(DIRECTION A) Select every line in the rows below that contains the word "clothing".

(EXTRACT PROVIDED)

--*--

Another problem in the repair of modules presented by the nature of diffusion bonding alloys in that only a limited number of solder reflow cycles are permissible without destroying the integrity of the metallurgical bond due to diffusion between the solder alloy and the chip or substrate base metallurgy. In order to achieve the maximum number of repair cycles for a single multi-chip substrate, heating techniques such as reflowing all the chips on a substrate in a manner similar to that used to originally bond the chips is unsatisfactory due to the limitation on the number of reflow cycles each chip is capable of safely withstanding.
SUMMARY OF THE INVENTION It is therefore an object of this invention to provide an apparatus capable of overcoming the above problems of the prior art and to permit application or removal of small heat sensitive elements without adversely affecting the quality of elements in the immediate vicinity thereof.

--*--

(GIVEN DATA)
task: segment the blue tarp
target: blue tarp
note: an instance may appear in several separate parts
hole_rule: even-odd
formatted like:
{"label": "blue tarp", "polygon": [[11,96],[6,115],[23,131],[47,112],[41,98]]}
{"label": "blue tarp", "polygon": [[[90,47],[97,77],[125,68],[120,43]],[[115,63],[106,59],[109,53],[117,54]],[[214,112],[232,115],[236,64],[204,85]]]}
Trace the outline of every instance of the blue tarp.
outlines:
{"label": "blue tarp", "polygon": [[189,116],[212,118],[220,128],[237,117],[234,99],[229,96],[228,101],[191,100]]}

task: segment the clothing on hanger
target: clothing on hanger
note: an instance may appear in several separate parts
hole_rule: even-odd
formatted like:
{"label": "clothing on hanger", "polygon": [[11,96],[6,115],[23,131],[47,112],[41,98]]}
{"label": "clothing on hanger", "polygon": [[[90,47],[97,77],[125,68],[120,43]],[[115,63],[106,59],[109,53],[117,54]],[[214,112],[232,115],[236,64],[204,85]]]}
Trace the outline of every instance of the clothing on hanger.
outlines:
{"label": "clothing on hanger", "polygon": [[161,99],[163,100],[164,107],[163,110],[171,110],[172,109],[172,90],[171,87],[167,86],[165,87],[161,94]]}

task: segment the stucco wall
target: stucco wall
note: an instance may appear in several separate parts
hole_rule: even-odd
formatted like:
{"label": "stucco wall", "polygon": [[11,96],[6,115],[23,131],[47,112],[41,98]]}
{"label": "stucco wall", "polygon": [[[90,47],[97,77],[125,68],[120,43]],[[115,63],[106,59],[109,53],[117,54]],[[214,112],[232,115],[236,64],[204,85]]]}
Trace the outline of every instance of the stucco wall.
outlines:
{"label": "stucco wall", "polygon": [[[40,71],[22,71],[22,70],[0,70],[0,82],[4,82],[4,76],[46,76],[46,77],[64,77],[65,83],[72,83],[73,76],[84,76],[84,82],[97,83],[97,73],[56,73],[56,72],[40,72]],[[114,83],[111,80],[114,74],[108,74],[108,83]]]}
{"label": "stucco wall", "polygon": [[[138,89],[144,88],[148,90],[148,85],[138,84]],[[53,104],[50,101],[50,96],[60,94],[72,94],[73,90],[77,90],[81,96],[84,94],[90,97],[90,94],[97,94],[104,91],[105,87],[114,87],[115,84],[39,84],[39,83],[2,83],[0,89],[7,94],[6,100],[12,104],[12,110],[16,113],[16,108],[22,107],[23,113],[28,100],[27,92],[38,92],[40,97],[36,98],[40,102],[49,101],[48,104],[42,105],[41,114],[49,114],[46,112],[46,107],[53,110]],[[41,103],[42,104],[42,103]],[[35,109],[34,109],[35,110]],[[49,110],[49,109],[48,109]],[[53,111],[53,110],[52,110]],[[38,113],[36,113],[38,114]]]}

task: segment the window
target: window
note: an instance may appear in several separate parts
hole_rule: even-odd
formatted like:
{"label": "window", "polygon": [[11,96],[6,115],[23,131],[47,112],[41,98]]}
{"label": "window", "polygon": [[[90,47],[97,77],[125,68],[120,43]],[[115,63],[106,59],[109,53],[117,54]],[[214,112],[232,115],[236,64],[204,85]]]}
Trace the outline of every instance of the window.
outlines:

--*--

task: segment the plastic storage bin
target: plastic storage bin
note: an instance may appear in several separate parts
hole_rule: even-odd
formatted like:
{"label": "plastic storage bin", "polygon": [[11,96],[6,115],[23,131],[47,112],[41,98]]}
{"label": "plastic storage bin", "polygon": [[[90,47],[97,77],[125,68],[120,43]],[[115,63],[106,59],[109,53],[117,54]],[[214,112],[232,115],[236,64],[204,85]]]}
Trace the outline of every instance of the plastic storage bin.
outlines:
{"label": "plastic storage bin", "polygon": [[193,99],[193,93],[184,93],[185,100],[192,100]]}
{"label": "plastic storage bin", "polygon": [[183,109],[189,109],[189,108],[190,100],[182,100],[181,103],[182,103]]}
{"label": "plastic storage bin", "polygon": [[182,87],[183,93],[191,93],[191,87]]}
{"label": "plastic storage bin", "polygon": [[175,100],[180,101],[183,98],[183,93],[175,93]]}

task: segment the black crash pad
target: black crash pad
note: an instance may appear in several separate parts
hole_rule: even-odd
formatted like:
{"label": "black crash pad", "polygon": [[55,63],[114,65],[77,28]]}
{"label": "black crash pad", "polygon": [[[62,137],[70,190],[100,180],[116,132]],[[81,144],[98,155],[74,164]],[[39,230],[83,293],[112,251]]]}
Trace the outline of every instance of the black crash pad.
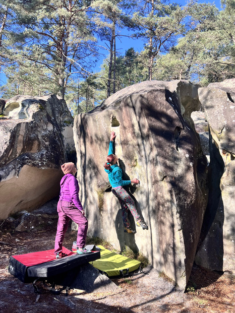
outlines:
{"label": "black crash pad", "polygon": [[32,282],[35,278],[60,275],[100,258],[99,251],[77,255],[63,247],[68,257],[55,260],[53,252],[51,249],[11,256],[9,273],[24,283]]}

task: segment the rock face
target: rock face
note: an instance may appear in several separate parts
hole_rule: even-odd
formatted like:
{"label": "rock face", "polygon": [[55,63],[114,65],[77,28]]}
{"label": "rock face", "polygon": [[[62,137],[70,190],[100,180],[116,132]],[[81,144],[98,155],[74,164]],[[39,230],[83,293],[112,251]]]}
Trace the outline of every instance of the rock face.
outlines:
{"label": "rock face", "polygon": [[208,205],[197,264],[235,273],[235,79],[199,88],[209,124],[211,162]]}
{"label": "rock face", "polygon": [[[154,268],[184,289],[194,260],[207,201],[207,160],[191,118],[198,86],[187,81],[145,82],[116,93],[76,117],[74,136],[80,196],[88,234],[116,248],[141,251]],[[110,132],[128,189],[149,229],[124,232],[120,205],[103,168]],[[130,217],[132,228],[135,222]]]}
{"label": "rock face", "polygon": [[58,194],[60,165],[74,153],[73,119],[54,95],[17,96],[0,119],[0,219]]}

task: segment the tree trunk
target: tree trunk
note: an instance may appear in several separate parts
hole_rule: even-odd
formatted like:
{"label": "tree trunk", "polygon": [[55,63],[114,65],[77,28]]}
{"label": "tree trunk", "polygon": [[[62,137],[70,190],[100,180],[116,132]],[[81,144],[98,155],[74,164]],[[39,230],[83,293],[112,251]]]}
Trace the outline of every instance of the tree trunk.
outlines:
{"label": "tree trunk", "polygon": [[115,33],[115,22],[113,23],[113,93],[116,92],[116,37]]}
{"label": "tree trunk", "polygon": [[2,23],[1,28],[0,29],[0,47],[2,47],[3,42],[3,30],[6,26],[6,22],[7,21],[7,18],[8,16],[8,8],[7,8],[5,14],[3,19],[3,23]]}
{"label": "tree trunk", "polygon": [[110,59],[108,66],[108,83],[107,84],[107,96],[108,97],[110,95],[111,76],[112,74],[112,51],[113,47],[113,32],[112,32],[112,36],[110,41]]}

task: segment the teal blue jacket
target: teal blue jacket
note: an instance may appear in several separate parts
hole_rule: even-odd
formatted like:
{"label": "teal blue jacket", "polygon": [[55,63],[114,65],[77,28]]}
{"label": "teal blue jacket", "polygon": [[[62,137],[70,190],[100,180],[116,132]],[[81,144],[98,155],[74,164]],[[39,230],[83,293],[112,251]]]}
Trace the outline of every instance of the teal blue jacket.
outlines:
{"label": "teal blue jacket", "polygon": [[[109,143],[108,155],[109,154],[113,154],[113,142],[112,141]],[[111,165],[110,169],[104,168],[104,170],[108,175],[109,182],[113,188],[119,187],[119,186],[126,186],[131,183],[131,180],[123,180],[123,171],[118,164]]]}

--*--

(DIRECTION B) In the text on module repair above, why is reflowing all the chips on a substrate an unsatisfactory heating technique?

(EXERCISE SOLUTION A)
task: segment the clothing on hanger
target: clothing on hanger
{"label": "clothing on hanger", "polygon": [[11,96],[6,115],[23,131],[47,112],[41,98]]}
{"label": "clothing on hanger", "polygon": [[[90,47],[97,77],[125,68],[120,43]],[[115,63],[106,59],[109,53],[117,54]],[[214,112],[232,115],[236,64],[204,85]]]}
Trace the outline of every instance of the clothing on hanger.
{"label": "clothing on hanger", "polygon": [[161,99],[163,100],[164,107],[163,110],[171,110],[172,109],[172,90],[171,87],[167,86],[165,87],[161,94]]}

(EXERCISE SOLUTION B) Each chip can safely withstand only a limited number of reflow cycles.